◆ CHECK YOUR UNDERSTANDING:
[a] Quote the passage of the news article on Lee's Social Security remarks that runs from "The ad, however, doesn't" up to and including "finding a solution.".
[b] Extend the news article about Lee's Social Security remarks, picking up right after its final sentence.

◆ TEXT BLOCK:
■ ■ ■ ■ ■ ■ ■

The ad, however, doesn't include what Lee said immediately after that statement.
"There's going to be growing pains associated with doing this. We can't do it all at once," he said, in a video of the campaign event posted on YouTube.
"We have to hold harmless those who are current beneficiaries. Those who are retired and are currently receiving those benefits, their benefits have to be untouched, unchanged, unphased. The next layer beneath them, those who will retire in the next few years also probably have to be held harmless."
Eden resident Kay Hoogland, a 66-year-old retired employment lawyer, said she's about to fill out an application for Social Security benefits she has worked for since picking peaches at age 16. She called Lee's 2010 comments "provocative" and not focused on finding a solution.
"What I see here is just a threat to long-term planning my generation has done and even my children's generation is actively doing now about how do you pay for retirement," she said, adding, it affects everyone from her 98-year-old mother to her children who are paying into the system.
Hoogland said Lee's comments pander to special interests who might "want to get their hands on" privatization or elimination of Social Security and similar programs. Saber-rattling, she said, is cruel to people who are relying on the benefit.
Lee campaign spokesman Matt Lusty said throughout Lee's first campaign and from the day he took office, he has been "very clear — we must honor our commitments to retirees."
"That has been reflected in every vote he has cast, every bill he has introduced, and every speech he has given regarding Social Security," Lusty said, adding one of the first bills Lee sponsored would have ensured the viability of Social Security for the next 75 years.
In a meeting last week with the editorial boards of Ogden's Standard-Examiner and the Provo Daily Herald, Lee was asked about the 2010 statement.
Lee said he didn't recall advocating for dismantling Social Security or other social programs, saying "that's sensitive stuff."
"But I don't remember ever, in any time since I first became a candidate for the Senate, ever saying, 'No, we just have to end Social Security and uproot all the expectations of those who've paid into it,'" he said.

■ ■ ■ ■ ■ ■ ■

◆ RECORDS PROVIDED:
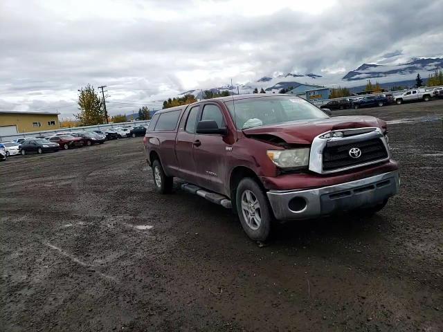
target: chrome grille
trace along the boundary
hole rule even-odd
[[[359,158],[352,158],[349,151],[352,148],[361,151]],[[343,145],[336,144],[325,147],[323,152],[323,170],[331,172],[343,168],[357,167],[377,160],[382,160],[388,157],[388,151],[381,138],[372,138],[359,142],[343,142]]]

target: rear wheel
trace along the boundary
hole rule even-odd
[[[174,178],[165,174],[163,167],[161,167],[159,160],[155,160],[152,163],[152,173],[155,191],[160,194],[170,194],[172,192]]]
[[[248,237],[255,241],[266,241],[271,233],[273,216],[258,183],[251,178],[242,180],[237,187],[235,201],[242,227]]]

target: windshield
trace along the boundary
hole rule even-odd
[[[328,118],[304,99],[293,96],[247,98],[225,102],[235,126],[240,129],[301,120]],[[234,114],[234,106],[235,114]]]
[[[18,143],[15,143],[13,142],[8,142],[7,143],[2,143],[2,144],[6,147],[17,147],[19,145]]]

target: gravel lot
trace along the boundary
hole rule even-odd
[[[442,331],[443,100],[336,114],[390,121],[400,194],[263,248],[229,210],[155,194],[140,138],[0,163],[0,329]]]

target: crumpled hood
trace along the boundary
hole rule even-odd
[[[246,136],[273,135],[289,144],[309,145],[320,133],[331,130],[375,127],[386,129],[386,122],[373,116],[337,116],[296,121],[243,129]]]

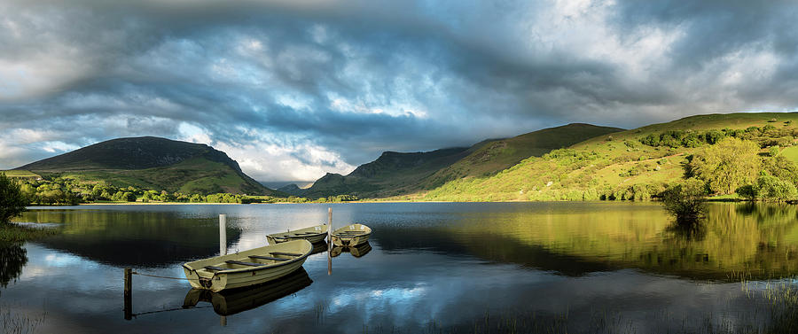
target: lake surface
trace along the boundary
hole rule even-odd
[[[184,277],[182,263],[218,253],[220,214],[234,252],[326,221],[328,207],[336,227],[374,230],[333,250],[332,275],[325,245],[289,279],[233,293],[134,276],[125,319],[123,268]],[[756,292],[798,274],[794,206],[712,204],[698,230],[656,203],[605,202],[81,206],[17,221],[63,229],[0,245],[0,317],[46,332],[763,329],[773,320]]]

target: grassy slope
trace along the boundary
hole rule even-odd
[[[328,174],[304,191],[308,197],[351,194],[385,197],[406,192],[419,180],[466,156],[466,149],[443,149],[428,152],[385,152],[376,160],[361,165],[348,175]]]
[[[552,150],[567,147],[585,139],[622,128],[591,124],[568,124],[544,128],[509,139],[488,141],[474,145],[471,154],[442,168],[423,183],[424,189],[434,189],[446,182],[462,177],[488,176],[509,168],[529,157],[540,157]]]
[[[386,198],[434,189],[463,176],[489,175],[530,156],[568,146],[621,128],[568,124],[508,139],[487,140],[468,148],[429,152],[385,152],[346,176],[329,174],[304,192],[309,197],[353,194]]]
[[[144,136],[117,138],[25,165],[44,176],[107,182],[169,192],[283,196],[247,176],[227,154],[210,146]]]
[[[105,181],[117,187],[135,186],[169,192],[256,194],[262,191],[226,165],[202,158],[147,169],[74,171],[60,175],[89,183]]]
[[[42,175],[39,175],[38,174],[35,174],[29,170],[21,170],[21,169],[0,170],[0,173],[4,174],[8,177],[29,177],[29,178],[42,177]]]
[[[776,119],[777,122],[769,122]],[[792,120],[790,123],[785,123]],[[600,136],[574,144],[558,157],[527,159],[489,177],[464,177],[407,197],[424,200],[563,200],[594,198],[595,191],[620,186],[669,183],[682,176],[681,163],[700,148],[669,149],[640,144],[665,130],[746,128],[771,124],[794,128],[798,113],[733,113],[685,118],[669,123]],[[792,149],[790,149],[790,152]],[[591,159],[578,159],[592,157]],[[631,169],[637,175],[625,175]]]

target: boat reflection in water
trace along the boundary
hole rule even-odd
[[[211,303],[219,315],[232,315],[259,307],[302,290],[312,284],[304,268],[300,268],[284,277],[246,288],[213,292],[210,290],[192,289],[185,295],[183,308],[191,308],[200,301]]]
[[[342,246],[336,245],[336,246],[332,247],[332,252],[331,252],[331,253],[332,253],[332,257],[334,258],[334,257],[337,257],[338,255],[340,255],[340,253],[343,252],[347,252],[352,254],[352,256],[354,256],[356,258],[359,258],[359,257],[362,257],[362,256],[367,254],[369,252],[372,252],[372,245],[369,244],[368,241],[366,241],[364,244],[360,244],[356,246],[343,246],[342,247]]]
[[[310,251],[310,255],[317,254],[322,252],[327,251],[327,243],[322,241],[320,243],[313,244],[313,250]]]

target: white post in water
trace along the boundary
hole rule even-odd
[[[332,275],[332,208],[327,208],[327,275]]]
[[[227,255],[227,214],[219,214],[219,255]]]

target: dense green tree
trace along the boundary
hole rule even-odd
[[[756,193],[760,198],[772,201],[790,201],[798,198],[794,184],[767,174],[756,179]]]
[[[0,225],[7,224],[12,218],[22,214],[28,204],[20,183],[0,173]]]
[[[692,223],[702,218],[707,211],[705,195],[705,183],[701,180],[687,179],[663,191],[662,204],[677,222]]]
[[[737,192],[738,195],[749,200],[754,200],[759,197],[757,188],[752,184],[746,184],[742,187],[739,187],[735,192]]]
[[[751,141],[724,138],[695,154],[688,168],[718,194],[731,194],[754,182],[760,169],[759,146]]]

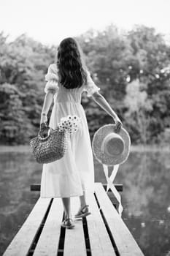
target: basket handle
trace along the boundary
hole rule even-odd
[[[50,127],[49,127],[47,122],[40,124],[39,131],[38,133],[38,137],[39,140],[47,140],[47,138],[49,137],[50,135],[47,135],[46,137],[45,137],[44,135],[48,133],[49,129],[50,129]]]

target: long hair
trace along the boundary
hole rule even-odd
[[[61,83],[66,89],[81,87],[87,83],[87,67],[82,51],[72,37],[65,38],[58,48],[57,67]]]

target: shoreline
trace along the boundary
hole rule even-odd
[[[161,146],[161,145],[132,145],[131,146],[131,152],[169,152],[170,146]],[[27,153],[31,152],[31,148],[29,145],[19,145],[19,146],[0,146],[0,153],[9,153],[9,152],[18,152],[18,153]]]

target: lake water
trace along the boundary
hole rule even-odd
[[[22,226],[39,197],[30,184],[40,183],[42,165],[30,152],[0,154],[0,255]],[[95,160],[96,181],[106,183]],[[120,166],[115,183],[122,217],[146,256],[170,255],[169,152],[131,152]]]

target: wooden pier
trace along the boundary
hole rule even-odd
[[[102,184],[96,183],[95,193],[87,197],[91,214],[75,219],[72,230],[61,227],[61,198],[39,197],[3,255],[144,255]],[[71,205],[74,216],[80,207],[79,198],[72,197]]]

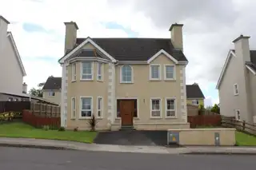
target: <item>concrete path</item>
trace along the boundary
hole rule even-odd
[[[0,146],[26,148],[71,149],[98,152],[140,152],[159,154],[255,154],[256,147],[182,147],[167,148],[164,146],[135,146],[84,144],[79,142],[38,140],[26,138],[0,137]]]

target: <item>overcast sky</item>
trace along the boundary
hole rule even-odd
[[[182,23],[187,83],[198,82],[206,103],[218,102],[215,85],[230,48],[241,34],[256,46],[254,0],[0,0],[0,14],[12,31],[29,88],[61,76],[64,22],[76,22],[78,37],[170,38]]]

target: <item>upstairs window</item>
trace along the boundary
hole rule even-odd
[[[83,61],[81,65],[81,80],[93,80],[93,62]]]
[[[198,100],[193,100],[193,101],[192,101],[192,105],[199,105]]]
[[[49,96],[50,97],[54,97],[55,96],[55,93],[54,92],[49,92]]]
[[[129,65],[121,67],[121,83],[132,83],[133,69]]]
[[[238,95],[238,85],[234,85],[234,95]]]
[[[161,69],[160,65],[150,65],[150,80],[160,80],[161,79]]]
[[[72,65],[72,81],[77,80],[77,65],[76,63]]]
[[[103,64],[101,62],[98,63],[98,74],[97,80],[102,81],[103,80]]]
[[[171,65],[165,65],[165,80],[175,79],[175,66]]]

■ ■ ■ ■ ■ ■ ■

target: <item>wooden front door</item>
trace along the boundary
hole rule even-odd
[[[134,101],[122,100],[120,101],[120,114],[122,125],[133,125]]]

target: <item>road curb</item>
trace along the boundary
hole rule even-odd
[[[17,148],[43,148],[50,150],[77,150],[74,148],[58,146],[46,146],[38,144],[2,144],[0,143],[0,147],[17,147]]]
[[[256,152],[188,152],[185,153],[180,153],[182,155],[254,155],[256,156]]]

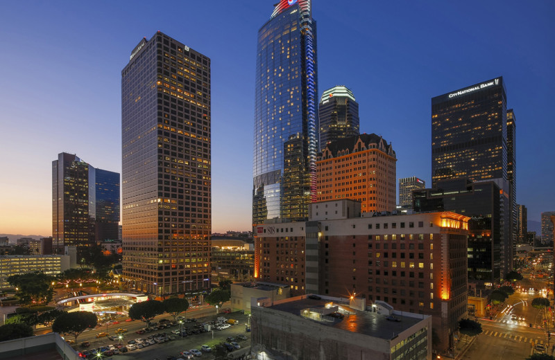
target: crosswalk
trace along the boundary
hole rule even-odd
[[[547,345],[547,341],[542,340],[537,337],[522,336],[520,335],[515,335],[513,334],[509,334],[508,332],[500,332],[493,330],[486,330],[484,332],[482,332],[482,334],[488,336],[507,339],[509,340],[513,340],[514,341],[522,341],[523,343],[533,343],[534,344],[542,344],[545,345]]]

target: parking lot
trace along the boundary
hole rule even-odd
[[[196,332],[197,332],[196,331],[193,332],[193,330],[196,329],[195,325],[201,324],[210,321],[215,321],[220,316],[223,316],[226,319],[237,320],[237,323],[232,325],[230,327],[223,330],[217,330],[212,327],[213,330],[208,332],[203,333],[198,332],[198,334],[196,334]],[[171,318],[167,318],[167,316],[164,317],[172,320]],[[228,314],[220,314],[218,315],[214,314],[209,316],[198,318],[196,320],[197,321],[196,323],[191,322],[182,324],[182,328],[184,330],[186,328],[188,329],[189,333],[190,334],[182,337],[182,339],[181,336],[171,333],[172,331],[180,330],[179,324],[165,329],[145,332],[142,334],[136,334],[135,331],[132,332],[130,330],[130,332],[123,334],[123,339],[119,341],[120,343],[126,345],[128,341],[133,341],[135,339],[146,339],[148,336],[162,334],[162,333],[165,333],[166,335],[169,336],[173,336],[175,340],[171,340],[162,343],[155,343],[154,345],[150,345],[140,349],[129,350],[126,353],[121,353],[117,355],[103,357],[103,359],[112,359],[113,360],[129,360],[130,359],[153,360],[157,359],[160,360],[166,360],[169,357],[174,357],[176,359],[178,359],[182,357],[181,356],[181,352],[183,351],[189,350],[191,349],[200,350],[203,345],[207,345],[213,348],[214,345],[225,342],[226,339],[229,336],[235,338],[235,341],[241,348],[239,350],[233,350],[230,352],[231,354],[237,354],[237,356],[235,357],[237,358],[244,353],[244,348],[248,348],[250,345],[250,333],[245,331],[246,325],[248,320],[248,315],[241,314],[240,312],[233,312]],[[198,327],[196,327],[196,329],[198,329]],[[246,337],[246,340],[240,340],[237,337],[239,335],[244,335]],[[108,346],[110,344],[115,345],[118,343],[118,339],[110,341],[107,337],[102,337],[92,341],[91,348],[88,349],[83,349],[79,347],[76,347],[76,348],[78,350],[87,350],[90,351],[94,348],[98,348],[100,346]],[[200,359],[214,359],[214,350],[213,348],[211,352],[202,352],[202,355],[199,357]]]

■ ■ ■ ■ ■ ■ ■

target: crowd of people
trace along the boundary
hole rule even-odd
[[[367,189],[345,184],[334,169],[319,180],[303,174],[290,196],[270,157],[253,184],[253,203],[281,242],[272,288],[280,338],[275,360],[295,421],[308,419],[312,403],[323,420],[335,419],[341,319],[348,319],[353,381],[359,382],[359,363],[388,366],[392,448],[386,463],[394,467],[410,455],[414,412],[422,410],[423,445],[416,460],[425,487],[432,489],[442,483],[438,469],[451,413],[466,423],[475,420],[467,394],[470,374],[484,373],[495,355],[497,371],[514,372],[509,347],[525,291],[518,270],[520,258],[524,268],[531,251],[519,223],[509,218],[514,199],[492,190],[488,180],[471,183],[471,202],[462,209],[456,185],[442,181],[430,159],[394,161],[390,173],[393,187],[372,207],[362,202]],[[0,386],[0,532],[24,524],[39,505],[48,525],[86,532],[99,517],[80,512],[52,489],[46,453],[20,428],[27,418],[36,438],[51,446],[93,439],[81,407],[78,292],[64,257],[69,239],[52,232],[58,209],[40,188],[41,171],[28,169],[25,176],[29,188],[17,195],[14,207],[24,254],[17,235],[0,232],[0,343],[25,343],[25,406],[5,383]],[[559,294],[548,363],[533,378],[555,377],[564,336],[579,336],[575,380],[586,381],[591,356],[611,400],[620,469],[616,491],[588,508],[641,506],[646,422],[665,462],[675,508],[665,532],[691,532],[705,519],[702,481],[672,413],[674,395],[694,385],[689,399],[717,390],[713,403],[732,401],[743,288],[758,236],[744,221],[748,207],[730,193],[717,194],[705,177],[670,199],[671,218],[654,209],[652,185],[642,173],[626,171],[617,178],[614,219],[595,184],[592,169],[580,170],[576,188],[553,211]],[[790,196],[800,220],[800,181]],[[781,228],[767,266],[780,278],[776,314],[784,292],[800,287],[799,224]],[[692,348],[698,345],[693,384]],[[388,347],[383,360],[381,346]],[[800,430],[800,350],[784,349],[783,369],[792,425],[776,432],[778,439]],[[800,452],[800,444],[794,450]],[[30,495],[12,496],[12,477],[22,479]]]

■ ■ ■ ■ ■ ■ ■

◆ LIST OF ANSWERS:
[a]
The ad, however, doesn't include what Lee said immediately after that statement.
"There's going to be growing pains associated with doing this. We can't do it all at once," he said, in a video of the campaign event posted on YouTube.
"We have to hold harmless those who are current beneficiaries. Those who are retired and are currently receiving those benefits, their benefits have to be untouched, unchanged, unphased. The next layer beneath them, those who will retire in the next few years also probably have to be held harmless."
Eden resident Kay Hoogland, a 66-year-old retired employment lawyer, said she's about to fill out an application for Social Security benefits she has worked for since picking peaches at age 16. She called Lee's 2010 comments "provocative" and not focused on finding a solution.

[b]
The government made a commitment to people who have paid into the system as well as those within a couple of decades of retiring, and "you can't pull that away," Lee told the two newspapers' editorial boards.
"You can't create an abrupt adjustment to that without creating a lot of problems," he said, noting he has offered solutions to make the program solvent, including indexing the retirement age to life expectancy.
Lee went on to say in the editorial board meeting that Congress has raided the Social Security trust fund over and over again to pay for other government spending, which contributes to its insolvency.
"So, over time and, I think, we oughta look to, after we get it solvent, look to the idea of allowing people, if they want to, to at least identify some portion of their Social Security payments to go into a private account, if they want to," he said.
McMullin said he understands concerns about the national debt and the country's economic health.
"But one thing we must do is honor our commitment to our seniors," he said. "Yes, we need to get our fiscal house in order, but we should not do it on the backs of seniors by reneging on our commitment to them."
Anticipating taking control of the House and Senate, some congressional Republicans favor plans to reduce federal spending on Social Security and Medicare, including cutting benefits for some retirees and raising the retirement age for both programs, according to The New York Times.
Prominent Republicans say the move is necessary to curb federal spending, which grew in both Democratic and Republican administrations and spiked under former President Donald Trump and President Joe Biden with trillions of dollars in pandemic relief.